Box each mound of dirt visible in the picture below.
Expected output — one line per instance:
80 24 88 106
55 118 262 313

────────────────────

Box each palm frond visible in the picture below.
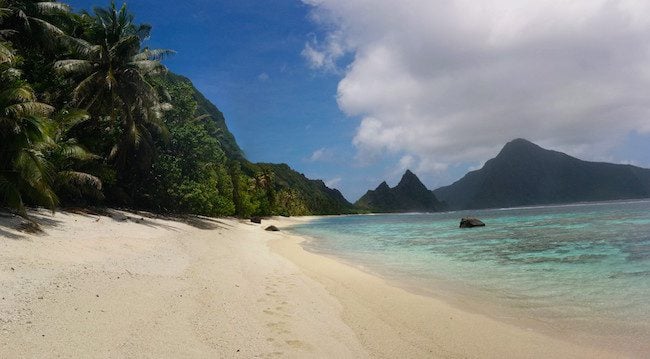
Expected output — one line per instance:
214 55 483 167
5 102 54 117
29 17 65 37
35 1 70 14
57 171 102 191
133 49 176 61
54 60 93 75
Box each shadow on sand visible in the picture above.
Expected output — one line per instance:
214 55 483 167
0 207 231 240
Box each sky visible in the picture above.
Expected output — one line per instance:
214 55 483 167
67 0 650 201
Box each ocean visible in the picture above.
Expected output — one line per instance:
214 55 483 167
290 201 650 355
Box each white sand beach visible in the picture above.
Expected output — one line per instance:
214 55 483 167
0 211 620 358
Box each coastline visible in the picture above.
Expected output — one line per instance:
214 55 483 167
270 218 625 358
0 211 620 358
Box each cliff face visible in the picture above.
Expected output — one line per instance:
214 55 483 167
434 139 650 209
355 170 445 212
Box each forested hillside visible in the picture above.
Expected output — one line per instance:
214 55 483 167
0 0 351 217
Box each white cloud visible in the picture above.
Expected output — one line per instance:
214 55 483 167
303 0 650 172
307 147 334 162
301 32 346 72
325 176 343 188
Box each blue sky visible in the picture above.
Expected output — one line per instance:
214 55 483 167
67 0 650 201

────────────────────

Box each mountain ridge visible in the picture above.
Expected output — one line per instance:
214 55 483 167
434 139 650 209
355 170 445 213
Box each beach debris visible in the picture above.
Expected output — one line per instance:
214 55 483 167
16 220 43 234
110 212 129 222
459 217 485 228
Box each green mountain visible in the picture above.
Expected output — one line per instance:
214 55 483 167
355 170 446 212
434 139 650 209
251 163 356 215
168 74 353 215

────────────────────

▶ [EXERCISE]: Reproduce, unchanged, every line from the one containing "Box each shadow" down to the one containing "0 0 351 217", including both of those lines.

▶ [TASK ANSWER]:
Box each shadow on sand visible in the picture above.
Expected output — one line per instance:
214 55 483 167
0 207 231 240
Box each sky visible in the picture above.
Expected output — one line per instance:
214 55 483 167
67 0 650 201
Box each ocean visible in the picture above.
Expected output — one line per instance:
214 55 483 167
290 201 650 355
Box each white sand beach visible in the picture above.
Expected output — one line per instance:
214 55 483 167
0 211 620 358
Box each coastline visible in the picture above.
Expected output — one line per instance:
214 55 483 167
270 218 625 358
0 211 620 358
Box each cliff face visible in the picture above.
Expected output — one line per instance:
214 55 483 167
434 139 650 209
355 170 445 212
Box each forested hillside visible in the picture above.
Expected output — one line per instance:
214 55 483 167
0 0 351 217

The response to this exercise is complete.